GESTELLTE AUFGABE A
Gegen wen spielte Elisabeth Pähtz laut dem Auszug zur Europameisterschaft?
GESTELLTE AUFGABE B
Bitte entnimm dem Auszug zur Europameisterschaft wortgetreu die Stelle, die mit „Liviu Dieter Nisipeanu“ beginnt und mit „Niederlage nicht verhindern.“ endet.
--- VORLIEGENDER AUSZUG ---
Oben halten, unten punkten. So lautet das Rezept, nach dem eine ausgeglichen besetzte Mannschaft wie die deutsche auch gegen Top-Teams Zählbares holen kann. Damit das Rezept aufgeht, bedarf es eines entscheidenden Utensils. Und ausgerechnet das war den Deutschen während der dritten Runde der Europameisterschaft abhanden gekommen.

Liviu Dieter Nisipeanu und Elisabeth Pähtz, jeweils mit Schwarz gegen die Weltklassegroßmeister Shakh Mamedyarov und Aleksandra Goryachkina, kamen gar nicht erst dazu, Beton anzumischen. An beiden Spitzenbrettern lief die Eröffnung nicht gut, beide mussten früh improvisieren. Bei Nisipeanu sah es eine Zeit lang aus, als würde er trotzdem auf Touren kommen, Gegenspiel finden und seinerseits den einen oder anderen Stich setzen, bevor sich die Dinge dann doch zu Gunsten des einstigen WM-Kandidaten wendeten. Elisabeth Pähtz hingegen konnte eine glatte Niederlage nicht verhindern.
--- MATERIALAUSZÜGE ---
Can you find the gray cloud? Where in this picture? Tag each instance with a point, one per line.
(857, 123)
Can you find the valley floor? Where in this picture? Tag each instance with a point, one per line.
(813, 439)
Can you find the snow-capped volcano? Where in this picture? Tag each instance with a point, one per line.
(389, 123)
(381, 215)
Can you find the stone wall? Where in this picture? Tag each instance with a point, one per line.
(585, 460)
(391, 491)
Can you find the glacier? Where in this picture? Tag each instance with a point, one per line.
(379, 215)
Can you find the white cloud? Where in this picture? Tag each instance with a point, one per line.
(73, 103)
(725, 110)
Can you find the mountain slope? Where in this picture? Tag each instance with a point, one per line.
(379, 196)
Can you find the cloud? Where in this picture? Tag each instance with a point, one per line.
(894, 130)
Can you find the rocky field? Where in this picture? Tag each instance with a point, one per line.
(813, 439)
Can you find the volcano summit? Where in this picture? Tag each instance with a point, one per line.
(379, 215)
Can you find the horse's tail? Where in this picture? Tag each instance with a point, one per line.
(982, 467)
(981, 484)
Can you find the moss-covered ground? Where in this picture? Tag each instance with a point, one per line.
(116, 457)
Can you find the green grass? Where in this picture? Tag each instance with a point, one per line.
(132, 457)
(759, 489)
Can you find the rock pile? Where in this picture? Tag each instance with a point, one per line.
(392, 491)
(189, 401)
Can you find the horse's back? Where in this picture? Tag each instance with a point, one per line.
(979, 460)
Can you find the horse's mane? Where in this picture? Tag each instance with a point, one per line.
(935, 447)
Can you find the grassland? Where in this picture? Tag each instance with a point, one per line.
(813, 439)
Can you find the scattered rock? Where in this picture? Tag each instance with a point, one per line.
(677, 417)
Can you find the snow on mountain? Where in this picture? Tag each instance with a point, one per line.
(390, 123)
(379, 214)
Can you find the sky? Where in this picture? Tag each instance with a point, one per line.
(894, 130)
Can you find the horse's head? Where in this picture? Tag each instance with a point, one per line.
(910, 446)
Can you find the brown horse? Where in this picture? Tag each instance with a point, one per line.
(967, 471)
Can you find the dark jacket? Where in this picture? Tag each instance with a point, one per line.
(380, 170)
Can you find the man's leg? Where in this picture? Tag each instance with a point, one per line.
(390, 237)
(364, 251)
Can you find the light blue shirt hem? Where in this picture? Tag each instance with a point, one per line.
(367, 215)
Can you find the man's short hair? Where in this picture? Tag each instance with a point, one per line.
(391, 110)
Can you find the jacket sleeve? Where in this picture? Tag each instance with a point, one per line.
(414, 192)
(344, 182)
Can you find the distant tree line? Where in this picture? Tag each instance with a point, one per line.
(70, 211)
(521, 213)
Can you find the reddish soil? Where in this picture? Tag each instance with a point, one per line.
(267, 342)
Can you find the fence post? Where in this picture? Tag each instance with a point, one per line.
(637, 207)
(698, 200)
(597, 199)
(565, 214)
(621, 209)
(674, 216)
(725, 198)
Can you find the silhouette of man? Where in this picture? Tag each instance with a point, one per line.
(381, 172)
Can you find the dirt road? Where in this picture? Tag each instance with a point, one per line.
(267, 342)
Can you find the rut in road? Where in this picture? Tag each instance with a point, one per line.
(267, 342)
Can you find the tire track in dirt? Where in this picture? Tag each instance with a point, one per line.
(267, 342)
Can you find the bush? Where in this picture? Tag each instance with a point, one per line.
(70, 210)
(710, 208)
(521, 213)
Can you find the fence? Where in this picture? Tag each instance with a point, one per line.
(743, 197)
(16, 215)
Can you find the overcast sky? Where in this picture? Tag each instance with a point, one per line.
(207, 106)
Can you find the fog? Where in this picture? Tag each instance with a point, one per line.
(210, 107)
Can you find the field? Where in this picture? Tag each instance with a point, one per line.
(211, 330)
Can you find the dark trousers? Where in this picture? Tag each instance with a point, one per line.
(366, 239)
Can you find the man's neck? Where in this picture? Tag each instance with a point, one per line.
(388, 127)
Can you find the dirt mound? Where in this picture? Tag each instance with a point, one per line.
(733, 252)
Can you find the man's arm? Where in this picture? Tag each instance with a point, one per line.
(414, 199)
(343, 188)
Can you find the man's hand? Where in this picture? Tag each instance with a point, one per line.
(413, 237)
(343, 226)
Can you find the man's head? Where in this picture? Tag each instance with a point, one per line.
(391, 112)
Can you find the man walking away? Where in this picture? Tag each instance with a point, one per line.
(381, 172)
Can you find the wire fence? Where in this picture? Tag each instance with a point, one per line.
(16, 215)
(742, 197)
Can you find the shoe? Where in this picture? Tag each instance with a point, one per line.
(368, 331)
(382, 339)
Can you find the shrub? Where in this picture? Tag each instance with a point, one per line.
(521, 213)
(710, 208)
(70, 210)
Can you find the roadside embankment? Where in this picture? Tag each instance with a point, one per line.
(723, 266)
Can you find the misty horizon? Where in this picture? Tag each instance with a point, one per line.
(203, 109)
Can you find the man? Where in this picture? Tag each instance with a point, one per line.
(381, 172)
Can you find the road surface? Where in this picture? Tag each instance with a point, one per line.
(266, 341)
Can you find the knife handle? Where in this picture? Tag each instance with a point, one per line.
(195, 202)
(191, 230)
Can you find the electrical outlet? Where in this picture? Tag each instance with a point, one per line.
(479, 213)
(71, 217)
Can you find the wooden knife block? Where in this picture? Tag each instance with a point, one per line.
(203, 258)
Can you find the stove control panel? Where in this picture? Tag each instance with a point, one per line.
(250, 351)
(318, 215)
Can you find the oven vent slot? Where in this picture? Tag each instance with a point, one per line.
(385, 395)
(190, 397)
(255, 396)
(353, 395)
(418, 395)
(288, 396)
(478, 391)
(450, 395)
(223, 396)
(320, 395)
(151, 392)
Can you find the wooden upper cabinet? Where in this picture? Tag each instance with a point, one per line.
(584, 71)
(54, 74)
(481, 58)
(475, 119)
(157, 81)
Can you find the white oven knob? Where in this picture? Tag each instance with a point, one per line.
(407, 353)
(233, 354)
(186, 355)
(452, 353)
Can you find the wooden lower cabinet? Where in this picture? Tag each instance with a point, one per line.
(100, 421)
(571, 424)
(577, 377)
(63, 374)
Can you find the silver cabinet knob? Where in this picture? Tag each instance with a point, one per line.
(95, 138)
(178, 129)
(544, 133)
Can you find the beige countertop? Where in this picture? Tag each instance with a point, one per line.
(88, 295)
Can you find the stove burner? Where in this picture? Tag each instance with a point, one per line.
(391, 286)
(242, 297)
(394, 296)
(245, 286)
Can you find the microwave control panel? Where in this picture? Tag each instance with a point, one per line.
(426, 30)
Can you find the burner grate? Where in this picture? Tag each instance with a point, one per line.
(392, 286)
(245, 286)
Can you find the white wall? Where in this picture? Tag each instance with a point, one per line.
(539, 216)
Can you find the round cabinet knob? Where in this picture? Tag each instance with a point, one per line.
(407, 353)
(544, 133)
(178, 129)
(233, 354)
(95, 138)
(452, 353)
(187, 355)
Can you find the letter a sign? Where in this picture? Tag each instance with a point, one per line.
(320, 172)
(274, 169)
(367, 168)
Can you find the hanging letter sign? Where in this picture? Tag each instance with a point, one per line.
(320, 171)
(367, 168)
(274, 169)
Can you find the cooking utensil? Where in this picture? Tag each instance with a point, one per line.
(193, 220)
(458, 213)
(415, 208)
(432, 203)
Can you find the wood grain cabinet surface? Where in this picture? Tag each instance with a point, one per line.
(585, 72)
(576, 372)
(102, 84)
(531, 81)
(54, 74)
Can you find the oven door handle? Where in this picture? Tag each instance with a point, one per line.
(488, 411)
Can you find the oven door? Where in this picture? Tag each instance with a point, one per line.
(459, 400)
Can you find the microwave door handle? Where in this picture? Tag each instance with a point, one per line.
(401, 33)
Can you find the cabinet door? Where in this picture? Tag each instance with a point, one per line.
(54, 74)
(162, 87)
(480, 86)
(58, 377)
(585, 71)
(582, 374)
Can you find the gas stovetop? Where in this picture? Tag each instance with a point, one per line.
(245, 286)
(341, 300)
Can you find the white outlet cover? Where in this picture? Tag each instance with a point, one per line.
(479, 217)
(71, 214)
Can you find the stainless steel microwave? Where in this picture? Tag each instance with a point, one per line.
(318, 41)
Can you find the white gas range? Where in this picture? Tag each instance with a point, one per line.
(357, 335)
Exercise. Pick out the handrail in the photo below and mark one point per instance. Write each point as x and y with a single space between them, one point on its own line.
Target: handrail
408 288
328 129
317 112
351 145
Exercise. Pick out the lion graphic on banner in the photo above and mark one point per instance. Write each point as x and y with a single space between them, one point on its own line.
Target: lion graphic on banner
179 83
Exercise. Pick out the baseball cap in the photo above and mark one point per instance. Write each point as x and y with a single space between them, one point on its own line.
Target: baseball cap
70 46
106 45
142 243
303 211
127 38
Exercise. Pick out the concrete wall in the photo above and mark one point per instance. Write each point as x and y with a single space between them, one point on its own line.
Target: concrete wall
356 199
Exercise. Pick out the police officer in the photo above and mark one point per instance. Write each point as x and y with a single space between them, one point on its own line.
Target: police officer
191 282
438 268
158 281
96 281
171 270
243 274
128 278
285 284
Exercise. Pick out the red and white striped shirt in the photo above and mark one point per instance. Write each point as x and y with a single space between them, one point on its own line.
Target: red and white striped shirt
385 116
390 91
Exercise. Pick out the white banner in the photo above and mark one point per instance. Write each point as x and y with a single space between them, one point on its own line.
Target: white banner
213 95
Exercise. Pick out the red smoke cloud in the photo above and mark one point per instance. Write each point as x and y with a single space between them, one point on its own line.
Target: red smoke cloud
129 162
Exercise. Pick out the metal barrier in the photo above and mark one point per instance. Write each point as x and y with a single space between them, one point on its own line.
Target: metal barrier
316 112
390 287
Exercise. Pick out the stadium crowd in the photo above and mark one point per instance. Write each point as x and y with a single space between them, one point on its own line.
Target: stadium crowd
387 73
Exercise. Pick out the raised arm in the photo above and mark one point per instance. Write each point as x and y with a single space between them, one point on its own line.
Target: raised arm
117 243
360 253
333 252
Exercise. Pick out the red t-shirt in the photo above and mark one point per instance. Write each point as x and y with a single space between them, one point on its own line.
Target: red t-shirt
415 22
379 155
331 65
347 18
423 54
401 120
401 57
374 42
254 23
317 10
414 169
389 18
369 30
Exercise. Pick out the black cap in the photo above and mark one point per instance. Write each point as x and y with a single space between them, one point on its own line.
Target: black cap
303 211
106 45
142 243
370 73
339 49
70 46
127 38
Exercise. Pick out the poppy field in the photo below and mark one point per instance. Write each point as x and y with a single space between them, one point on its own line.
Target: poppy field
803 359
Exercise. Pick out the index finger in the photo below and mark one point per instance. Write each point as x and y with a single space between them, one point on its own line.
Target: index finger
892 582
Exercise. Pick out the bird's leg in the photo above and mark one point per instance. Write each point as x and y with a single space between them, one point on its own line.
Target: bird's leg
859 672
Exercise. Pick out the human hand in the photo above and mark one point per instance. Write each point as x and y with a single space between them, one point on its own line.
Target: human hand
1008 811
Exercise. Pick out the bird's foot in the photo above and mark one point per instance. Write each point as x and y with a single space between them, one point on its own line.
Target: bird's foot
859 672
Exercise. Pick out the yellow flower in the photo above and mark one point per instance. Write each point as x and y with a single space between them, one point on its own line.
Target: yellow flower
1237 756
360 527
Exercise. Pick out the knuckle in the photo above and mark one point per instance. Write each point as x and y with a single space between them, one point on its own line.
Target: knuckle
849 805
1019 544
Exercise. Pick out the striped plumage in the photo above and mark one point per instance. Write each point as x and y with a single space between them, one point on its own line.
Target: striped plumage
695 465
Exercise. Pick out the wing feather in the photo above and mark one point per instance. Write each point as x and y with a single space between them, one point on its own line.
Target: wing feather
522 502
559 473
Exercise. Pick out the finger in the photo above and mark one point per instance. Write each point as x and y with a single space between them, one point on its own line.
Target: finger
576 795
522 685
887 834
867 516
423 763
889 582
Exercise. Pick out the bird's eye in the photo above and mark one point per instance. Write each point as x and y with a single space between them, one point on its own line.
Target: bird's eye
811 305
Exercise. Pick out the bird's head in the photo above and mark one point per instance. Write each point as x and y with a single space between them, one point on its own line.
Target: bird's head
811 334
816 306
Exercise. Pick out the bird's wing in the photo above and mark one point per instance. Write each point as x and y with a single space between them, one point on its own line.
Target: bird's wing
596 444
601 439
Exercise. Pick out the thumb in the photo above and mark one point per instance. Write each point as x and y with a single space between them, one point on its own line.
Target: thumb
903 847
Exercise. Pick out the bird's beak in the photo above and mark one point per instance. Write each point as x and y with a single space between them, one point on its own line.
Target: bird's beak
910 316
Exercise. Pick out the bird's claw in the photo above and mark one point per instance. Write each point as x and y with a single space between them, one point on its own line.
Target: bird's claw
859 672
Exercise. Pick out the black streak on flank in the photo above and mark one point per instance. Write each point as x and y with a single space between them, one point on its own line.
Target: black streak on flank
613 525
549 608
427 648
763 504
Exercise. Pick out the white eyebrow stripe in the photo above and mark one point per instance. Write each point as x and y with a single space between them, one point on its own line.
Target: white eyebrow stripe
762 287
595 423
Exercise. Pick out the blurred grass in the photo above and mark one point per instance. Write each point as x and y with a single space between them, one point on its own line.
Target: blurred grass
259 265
---
LÖSUNG A
Gegen Aleksandra Goryachkina.

LÖSUNG B
Liviu Dieter Nisipeanu und Elisabeth Pähtz, jeweils mit Schwarz gegen die Weltklassegroßmeister Shakh Mamedyarov und Aleksandra Goryachkina, kamen gar nicht erst dazu, Beton anzumischen. An beiden Spitzenbrettern lief die Eröffnung nicht gut, beide mussten früh improvisieren. Bei Nisipeanu sah es eine Zeit lang aus, als würde er trotzdem auf Touren kommen, Gegenspiel finden und seinerseits den einen oder anderen Stich setzen, bevor sich die Dinge dann doch zu Gunsten des einstigen WM-Kandidaten wendeten. Elisabeth Pähtz hingegen konnte eine glatte Niederlage nicht verhindern.